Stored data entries
————————
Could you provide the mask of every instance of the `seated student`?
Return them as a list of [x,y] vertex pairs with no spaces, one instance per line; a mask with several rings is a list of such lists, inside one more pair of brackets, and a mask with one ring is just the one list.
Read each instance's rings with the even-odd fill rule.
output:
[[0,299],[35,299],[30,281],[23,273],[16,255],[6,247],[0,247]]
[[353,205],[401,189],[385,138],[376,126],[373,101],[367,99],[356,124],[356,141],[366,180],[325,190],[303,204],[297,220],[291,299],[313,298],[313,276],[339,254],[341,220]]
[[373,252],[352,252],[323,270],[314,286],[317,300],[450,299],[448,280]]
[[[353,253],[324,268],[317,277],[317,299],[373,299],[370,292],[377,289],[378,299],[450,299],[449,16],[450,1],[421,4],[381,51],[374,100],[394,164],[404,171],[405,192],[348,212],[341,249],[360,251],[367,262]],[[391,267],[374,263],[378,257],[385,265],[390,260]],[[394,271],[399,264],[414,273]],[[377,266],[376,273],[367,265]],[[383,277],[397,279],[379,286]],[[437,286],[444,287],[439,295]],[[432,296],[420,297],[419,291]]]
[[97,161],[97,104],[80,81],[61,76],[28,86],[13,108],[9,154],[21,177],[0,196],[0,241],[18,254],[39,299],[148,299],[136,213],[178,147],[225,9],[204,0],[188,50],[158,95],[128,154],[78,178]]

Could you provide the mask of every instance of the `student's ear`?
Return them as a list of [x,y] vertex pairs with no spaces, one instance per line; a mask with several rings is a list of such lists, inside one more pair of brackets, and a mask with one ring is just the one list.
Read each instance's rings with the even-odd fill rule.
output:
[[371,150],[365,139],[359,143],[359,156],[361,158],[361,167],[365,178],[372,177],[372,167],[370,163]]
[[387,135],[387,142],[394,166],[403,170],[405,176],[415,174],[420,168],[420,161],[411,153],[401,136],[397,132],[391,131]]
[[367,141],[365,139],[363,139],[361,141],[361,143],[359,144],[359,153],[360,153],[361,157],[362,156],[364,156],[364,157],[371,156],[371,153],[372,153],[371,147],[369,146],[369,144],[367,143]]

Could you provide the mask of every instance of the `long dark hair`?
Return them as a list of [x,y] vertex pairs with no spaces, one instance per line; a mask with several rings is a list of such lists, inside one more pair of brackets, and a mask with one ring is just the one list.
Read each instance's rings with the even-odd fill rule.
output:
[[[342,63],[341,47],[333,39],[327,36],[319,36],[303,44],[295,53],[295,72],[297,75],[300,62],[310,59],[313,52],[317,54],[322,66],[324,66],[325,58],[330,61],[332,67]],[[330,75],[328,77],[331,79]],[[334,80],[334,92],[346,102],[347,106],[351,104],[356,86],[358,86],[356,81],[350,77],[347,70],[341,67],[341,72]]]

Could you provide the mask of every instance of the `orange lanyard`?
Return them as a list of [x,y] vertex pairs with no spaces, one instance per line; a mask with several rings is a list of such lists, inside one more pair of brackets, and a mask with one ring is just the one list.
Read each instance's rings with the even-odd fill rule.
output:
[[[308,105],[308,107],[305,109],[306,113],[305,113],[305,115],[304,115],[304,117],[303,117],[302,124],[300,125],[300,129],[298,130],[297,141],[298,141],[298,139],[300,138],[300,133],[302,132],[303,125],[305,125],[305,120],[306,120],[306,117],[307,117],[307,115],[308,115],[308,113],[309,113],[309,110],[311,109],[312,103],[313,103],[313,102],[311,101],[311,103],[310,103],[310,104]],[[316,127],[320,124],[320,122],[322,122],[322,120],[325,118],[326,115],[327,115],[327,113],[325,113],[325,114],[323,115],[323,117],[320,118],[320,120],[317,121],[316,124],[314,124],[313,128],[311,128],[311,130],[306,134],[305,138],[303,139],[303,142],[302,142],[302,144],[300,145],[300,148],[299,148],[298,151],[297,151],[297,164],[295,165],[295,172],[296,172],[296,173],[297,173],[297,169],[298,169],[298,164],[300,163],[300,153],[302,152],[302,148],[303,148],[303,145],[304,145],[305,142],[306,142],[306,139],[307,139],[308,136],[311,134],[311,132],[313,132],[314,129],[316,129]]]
————————
Exactly as given, repeat each line above.

RESPONSE
Could you provide the mask of every instance of the `seated student`?
Return them as a list of [x,y] vertex pairs with no spaces, one instance per line; a mask with several rings is a list of such lists, inside one more pair of brackets, and a mask with one ring is just the one list.
Read each instance's rings with the even-odd fill rule.
output:
[[0,299],[35,299],[30,281],[23,273],[16,255],[6,247],[0,247]]
[[353,205],[401,189],[385,138],[376,126],[373,101],[367,99],[356,124],[356,141],[366,180],[325,190],[303,204],[297,220],[291,299],[313,298],[313,276],[339,254],[341,220]]
[[373,252],[352,252],[323,270],[314,286],[317,300],[450,299],[448,280]]
[[[353,253],[324,268],[317,277],[317,299],[373,299],[370,292],[377,289],[378,299],[450,299],[449,16],[450,1],[421,4],[381,51],[374,100],[394,164],[404,171],[405,192],[348,212],[341,249],[360,251],[367,262]],[[391,267],[374,263],[378,257],[385,265],[390,260]],[[394,271],[399,264],[414,273]],[[377,266],[376,273],[367,265]],[[383,277],[397,279],[379,286]],[[437,286],[444,287],[439,295]],[[432,296],[420,297],[419,291]]]
[[97,161],[97,104],[80,81],[61,76],[28,86],[13,108],[9,154],[21,177],[0,196],[0,241],[18,254],[39,299],[148,299],[136,213],[178,147],[225,9],[204,0],[188,50],[158,95],[128,154],[78,178]]

Could you provide the mask of every instance of the `student's ear`?
Return them as a list of [x,y] vertex pairs with no spaces, one instance per line; a mask with several rings is a list of such lists, inside one more pair of brackets, and a mask with one ring is just the one list.
Read each instance's rings with the even-odd fill rule.
output:
[[371,150],[365,139],[359,143],[359,156],[361,158],[361,167],[365,178],[372,177],[372,167],[370,163]]
[[387,135],[387,142],[394,166],[403,170],[405,176],[415,174],[420,168],[420,161],[411,153],[401,136],[397,132],[391,131]]
[[367,141],[365,139],[363,139],[361,141],[361,143],[359,144],[359,153],[360,153],[361,157],[362,156],[364,156],[364,157],[371,156],[371,153],[372,153],[371,147],[369,146],[369,144],[367,143]]

Could you provide the mask of every instance of the `long dark hair`?
Return them as a list of [x,y] vertex pairs with no spaces, one instance per line; a mask with several rings is a list of such lists, inside one more pair of brackets, and a mask with one ring is just the one list.
Read each instance's rings with the even-odd fill rule.
output:
[[[342,63],[341,47],[333,39],[327,36],[319,36],[303,44],[295,53],[295,72],[297,75],[300,62],[310,59],[313,52],[317,54],[322,66],[324,66],[325,58],[330,61],[332,67]],[[330,75],[328,77],[331,79]],[[334,80],[334,92],[346,102],[347,106],[351,104],[356,86],[358,86],[356,81],[350,77],[347,70],[341,67],[341,72]]]

Could you provide the mask of every instance of the `orange lanyard`?
Return them as a list of [x,y] vertex pairs with no spaces, one instance per line; a mask with several rings is a list of such lists, inside one more pair of brackets, and a mask with one ring is just the one list.
Read each instance's rings with the even-odd fill rule.
output:
[[[308,105],[308,107],[305,109],[306,113],[305,113],[305,115],[304,115],[304,117],[303,117],[302,124],[300,125],[300,129],[298,130],[297,141],[298,141],[298,139],[300,138],[300,133],[302,132],[303,125],[305,125],[305,120],[306,120],[306,117],[307,117],[307,115],[308,115],[308,113],[309,113],[309,110],[311,109],[312,103],[313,103],[313,102],[311,101],[311,103],[310,103],[310,104]],[[316,127],[320,124],[320,122],[322,122],[322,120],[325,118],[326,115],[327,115],[327,113],[325,113],[325,114],[323,115],[323,117],[320,118],[320,120],[317,121],[316,124],[314,124],[313,128],[311,128],[311,130],[306,134],[305,138],[303,139],[303,142],[302,142],[302,144],[300,145],[300,148],[299,148],[298,151],[297,151],[297,164],[295,165],[295,172],[296,172],[296,173],[297,173],[297,169],[298,169],[298,164],[300,163],[300,153],[302,152],[302,148],[303,148],[303,145],[304,145],[305,142],[306,142],[306,139],[307,139],[308,136],[311,134],[311,132],[313,132],[314,129],[316,129]]]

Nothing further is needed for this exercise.